Material –
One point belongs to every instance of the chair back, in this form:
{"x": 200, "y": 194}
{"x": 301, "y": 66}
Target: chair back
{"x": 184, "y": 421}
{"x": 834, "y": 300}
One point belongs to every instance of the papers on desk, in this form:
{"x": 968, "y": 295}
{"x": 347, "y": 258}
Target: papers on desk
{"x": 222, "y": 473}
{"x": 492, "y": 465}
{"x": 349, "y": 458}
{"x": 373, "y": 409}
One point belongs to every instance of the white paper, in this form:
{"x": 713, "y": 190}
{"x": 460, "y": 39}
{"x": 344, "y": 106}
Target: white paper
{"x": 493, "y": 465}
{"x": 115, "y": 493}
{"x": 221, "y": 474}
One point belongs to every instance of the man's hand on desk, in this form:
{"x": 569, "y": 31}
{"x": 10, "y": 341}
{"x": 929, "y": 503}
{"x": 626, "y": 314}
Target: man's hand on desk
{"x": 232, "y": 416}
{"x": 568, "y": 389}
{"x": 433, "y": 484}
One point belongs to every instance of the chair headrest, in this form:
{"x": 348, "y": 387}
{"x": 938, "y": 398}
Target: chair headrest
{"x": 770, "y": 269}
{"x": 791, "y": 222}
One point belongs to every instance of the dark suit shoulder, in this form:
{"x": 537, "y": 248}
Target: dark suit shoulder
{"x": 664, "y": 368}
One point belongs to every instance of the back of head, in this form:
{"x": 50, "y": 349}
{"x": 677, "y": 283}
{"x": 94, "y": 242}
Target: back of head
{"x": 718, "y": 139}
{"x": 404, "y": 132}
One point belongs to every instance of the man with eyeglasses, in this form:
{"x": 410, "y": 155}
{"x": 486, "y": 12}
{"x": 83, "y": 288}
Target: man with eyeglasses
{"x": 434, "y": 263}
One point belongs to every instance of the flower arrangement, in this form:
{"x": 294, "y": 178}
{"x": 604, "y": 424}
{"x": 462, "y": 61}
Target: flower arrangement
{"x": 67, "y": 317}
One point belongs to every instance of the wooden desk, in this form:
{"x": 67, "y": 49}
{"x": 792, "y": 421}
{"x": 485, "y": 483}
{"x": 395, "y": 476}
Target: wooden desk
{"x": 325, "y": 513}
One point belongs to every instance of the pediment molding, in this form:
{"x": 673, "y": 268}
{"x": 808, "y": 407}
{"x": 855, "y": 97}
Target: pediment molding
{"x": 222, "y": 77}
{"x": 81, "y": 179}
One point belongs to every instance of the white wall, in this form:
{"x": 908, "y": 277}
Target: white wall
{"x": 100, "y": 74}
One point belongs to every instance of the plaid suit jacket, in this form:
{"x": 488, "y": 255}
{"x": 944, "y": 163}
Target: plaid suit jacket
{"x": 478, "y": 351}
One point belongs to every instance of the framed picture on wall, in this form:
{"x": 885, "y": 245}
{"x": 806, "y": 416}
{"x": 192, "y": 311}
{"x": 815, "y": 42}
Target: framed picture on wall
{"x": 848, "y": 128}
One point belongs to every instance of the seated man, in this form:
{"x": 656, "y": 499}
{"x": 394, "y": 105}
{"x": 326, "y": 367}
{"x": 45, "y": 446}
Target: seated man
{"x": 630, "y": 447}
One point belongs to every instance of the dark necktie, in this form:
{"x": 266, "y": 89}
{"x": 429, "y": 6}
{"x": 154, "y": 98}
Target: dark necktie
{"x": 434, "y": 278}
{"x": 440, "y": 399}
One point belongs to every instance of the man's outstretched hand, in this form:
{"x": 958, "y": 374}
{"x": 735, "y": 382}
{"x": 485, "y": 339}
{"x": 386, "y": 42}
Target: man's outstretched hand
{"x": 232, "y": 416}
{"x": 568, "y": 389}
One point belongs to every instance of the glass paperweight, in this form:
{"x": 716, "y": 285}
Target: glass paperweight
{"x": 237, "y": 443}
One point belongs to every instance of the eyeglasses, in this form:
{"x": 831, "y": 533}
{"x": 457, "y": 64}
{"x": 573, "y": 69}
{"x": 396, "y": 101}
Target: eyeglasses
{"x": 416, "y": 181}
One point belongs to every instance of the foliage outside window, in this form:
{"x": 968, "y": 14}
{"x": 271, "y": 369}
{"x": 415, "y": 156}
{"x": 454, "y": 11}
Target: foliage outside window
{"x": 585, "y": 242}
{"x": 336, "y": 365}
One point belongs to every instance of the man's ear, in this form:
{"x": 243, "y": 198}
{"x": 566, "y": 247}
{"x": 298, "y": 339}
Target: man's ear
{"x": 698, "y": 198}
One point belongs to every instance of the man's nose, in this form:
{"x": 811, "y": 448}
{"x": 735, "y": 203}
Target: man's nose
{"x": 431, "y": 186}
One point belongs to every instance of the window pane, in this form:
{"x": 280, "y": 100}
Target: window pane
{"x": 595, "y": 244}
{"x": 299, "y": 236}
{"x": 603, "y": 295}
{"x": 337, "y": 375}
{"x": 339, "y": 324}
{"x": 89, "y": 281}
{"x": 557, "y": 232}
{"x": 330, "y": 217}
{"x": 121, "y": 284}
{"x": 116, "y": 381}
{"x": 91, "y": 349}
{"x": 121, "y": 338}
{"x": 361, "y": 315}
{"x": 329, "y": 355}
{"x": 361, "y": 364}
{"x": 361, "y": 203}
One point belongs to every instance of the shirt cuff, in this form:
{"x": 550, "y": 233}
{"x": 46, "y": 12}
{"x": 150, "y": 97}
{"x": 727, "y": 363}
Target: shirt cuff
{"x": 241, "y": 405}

Short problem –
Each entry is to be returned in full, character for character.

Answer to this exercise –
One point belongs to every instance of the chair back, in this form:
{"x": 200, "y": 194}
{"x": 301, "y": 66}
Target: chair back
{"x": 184, "y": 421}
{"x": 834, "y": 300}
One point belongs to every instance of the papers on desk, in this form:
{"x": 968, "y": 295}
{"x": 347, "y": 258}
Target: papers on desk
{"x": 222, "y": 473}
{"x": 492, "y": 465}
{"x": 349, "y": 458}
{"x": 373, "y": 409}
One point belongs to every instance of the white paper, in this form:
{"x": 713, "y": 190}
{"x": 460, "y": 39}
{"x": 344, "y": 106}
Target: white paper
{"x": 493, "y": 465}
{"x": 115, "y": 493}
{"x": 221, "y": 474}
One point belongs to every instance of the man's hand on desk, in this form:
{"x": 569, "y": 31}
{"x": 10, "y": 341}
{"x": 929, "y": 503}
{"x": 626, "y": 314}
Target: man's hand on desk
{"x": 232, "y": 416}
{"x": 568, "y": 389}
{"x": 433, "y": 484}
One point belongs to every instance of the chair headrest, in this form:
{"x": 348, "y": 387}
{"x": 938, "y": 398}
Target: chair headrest
{"x": 770, "y": 269}
{"x": 791, "y": 222}
One point belongs to every instance of the dark suit shoulder, in this form:
{"x": 537, "y": 248}
Target: dark suit shoulder
{"x": 664, "y": 368}
One point belongs to every instance of the back of head, in this form:
{"x": 50, "y": 349}
{"x": 677, "y": 283}
{"x": 94, "y": 242}
Target: back of head
{"x": 718, "y": 139}
{"x": 404, "y": 132}
One point belongs to every instance of the man with eyeglasses, in this form:
{"x": 410, "y": 155}
{"x": 486, "y": 12}
{"x": 83, "y": 288}
Target: man with eyeglasses
{"x": 434, "y": 263}
One point belongs to every instance of the flower arrangement, in this form:
{"x": 294, "y": 178}
{"x": 604, "y": 424}
{"x": 462, "y": 61}
Target: flower arrangement
{"x": 67, "y": 317}
One point belongs to every instance of the wooden desk, in this form:
{"x": 67, "y": 49}
{"x": 792, "y": 421}
{"x": 485, "y": 483}
{"x": 395, "y": 476}
Target: wooden desk
{"x": 325, "y": 513}
One point belongs to every instance of the pediment molding, in this form:
{"x": 673, "y": 268}
{"x": 808, "y": 407}
{"x": 855, "y": 97}
Target: pediment molding
{"x": 222, "y": 77}
{"x": 81, "y": 179}
One point belongs to every instance of the white wall, in this form:
{"x": 908, "y": 277}
Target: white wall
{"x": 100, "y": 74}
One point belongs to every instance of the plaid suit jacket, in this form:
{"x": 488, "y": 255}
{"x": 944, "y": 163}
Target: plaid suit jacket
{"x": 478, "y": 351}
One point belongs to every instance of the framed picture on wall, in this form:
{"x": 885, "y": 245}
{"x": 806, "y": 416}
{"x": 192, "y": 311}
{"x": 815, "y": 42}
Target: framed picture on wall
{"x": 848, "y": 128}
One point belongs to every instance of the seated man, in this form:
{"x": 656, "y": 499}
{"x": 394, "y": 105}
{"x": 326, "y": 367}
{"x": 45, "y": 446}
Target: seated man
{"x": 630, "y": 447}
One point belongs to every instance of the dark necktie, in this form:
{"x": 266, "y": 89}
{"x": 429, "y": 6}
{"x": 154, "y": 98}
Target: dark necktie
{"x": 434, "y": 278}
{"x": 440, "y": 399}
One point belongs to every instance of the man's outstretched hand, in this form:
{"x": 958, "y": 374}
{"x": 735, "y": 382}
{"x": 485, "y": 339}
{"x": 386, "y": 42}
Target: man's outstretched hand
{"x": 232, "y": 416}
{"x": 568, "y": 389}
One point belongs to every instance of the glass paperweight, in this form:
{"x": 716, "y": 285}
Target: glass paperweight
{"x": 237, "y": 443}
One point belongs to every instance of the eyeglasses, in this form:
{"x": 831, "y": 533}
{"x": 457, "y": 64}
{"x": 573, "y": 69}
{"x": 396, "y": 101}
Target: eyeglasses
{"x": 416, "y": 181}
One point belongs to every instance of the foliage outside window, in this form:
{"x": 968, "y": 14}
{"x": 271, "y": 369}
{"x": 415, "y": 156}
{"x": 454, "y": 11}
Target: foliage outside window
{"x": 585, "y": 242}
{"x": 336, "y": 365}
One point belongs to every instance of the man's ear, in this form:
{"x": 243, "y": 198}
{"x": 566, "y": 247}
{"x": 298, "y": 339}
Target: man's ear
{"x": 698, "y": 198}
One point belongs to every instance of the man's nose, in this form:
{"x": 811, "y": 448}
{"x": 735, "y": 203}
Target: man's nose
{"x": 431, "y": 186}
One point belongs to every instance of the window pane, in this form:
{"x": 280, "y": 100}
Target: window pane
{"x": 595, "y": 244}
{"x": 299, "y": 236}
{"x": 603, "y": 295}
{"x": 337, "y": 375}
{"x": 339, "y": 324}
{"x": 89, "y": 281}
{"x": 557, "y": 232}
{"x": 330, "y": 217}
{"x": 121, "y": 284}
{"x": 116, "y": 381}
{"x": 91, "y": 349}
{"x": 121, "y": 338}
{"x": 361, "y": 315}
{"x": 329, "y": 355}
{"x": 361, "y": 364}
{"x": 361, "y": 203}
One point belongs to every instance of the shirt cuff, in this form:
{"x": 550, "y": 233}
{"x": 46, "y": 12}
{"x": 150, "y": 97}
{"x": 727, "y": 363}
Target: shirt cuff
{"x": 241, "y": 405}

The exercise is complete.